» FRAGMENTO PROPORCIONADO:
Apenas unos segundos después de nacer en el Texas Children´s Hospital de Houston (Texas), David Philip Vetter fue introducido en una cápsula hermética de plástico. Su cuerpo no podía defenderse de ningún microbio, por mínimo que fuera.
Por Infobae
Había heredado una inmunodeficiencia combinada severa (IDCS), un trastorno genético extremadamente raro y letal que destruye el sistema inmunológico, dejando al cuerpo desprotegido incluso ante un resfriado.
Era 1971 y no existían aún las terapias necesarias para tratar esta condición con éxito. La única opción terapéutica era un trasplante de médula ósea con una compatibilidad casi total, algo difícil de conseguir. Así comenzó su vida en aislamiento absoluto: sin caricias, sin contacto físico, sin el mundo.
Decisiones en la frontera entre la fe y la ciencia
David no fue el primer hijo con IDCS de Carol Ann y David J. Vetter Jr. Su segundo hijo, David Joseph, había muerto a los siete meses tras un trasplante fallido. Pese a las advertencias médicas sobre el riesgo genético, la pareja decidió volver a intentarlo.
“La decisión vino de nuestro corazón y de nuestra mente. Pusimos nuestra confianza en Dios”, dijo la madre años más tarde. El equipo médico liderado por el inmunólogo Raphael Wilson preparó una cámara estéril para recibir al niño.
El objetivo era mantenerlo con vida hasta que la medicina ofreciera una cura. Desde el primer minuto, David vivió confinado entre paredes transparentes, mientras un equipo de médicos, psicólogos y bioeticistas se enfrentaba a un caso sin precedentes.
El reverendo Raymond Lawrence, que trabajó en el hospital, sostuvo que los padres fueron alentados a seguir adelante “confiando a fondo en la medicina”.
Un hogar de plástico
Durante sus primeros años, David vivió en el hospital. Luego una nueva burbuja fue instalada en la casa familiar. El sistema contaba con compresores, filtros y procedimientos de esterilización rigurosos. Todo lo que entraba (ropa, juguetes, alimentos, libros) pasaba por procesos estrictos de desinfección.
Sus padres, intentando crear cotidianeidad, lo acompañaban desde el otro lado del plástico. Las únicas caricias posibles eran a través de guantes integrados a las paredes de la cápsula.

» PROBLEMAS Y TAREAS:
**1.** Enumera las cosas que, según el fragmento, pasaban por procesos estrictos de desinfección antes de entrar en la burbuja.
**2.** Reproduce del fragmento el pasaje comprendido entre "Un hogar de" y "estrictos de desinfección.", ambos incluidos.
Los datos constituyen un material aparte, independiente del fragmento.

» DATOS PROPORCIONADOS:
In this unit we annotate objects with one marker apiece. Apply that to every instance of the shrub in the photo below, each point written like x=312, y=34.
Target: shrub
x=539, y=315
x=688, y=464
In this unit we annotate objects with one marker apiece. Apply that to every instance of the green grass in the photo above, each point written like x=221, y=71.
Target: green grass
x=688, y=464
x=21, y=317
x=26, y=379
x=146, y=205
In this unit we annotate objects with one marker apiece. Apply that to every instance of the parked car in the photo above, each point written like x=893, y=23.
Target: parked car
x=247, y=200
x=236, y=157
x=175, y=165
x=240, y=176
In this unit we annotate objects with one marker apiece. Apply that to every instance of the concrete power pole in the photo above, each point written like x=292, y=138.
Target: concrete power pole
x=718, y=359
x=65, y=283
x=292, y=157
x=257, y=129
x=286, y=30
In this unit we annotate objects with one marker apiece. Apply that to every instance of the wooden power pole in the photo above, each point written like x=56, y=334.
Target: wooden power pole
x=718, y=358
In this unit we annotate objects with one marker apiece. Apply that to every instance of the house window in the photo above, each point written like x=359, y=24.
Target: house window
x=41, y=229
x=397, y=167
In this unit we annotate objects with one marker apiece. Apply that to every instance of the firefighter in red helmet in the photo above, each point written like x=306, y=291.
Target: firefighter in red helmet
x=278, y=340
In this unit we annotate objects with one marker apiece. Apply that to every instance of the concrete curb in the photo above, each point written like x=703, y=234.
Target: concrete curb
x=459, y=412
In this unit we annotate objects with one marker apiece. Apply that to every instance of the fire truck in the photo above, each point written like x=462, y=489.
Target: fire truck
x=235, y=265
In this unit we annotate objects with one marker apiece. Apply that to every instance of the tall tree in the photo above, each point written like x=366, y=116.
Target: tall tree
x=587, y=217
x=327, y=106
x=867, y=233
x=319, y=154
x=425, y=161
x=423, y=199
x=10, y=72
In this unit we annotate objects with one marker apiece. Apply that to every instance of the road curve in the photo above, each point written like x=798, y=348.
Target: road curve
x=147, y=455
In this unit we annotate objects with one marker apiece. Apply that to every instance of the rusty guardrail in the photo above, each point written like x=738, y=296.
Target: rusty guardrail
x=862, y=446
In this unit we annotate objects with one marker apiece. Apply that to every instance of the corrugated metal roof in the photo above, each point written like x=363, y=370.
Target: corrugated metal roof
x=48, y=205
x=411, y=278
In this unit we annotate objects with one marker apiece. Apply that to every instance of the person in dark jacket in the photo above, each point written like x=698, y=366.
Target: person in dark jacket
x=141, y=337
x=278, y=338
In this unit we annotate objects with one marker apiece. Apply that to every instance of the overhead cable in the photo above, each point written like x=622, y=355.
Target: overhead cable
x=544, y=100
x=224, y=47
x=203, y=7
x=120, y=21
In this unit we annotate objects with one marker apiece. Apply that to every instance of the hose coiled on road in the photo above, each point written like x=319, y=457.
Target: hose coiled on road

» RESULTADOS:
**1.** Ropa, juguetes, alimentos y libros.

**2.**
Un hogar de plástico
Durante sus primeros años, David vivió en el hospital. Luego una nueva burbuja fue instalada en la casa familiar. El sistema contaba con compresores, filtros y procedimientos de esterilización rigurosos. Todo lo que entraba (ropa, juguetes, alimentos, libros) pasaba por procesos estrictos de desinfección.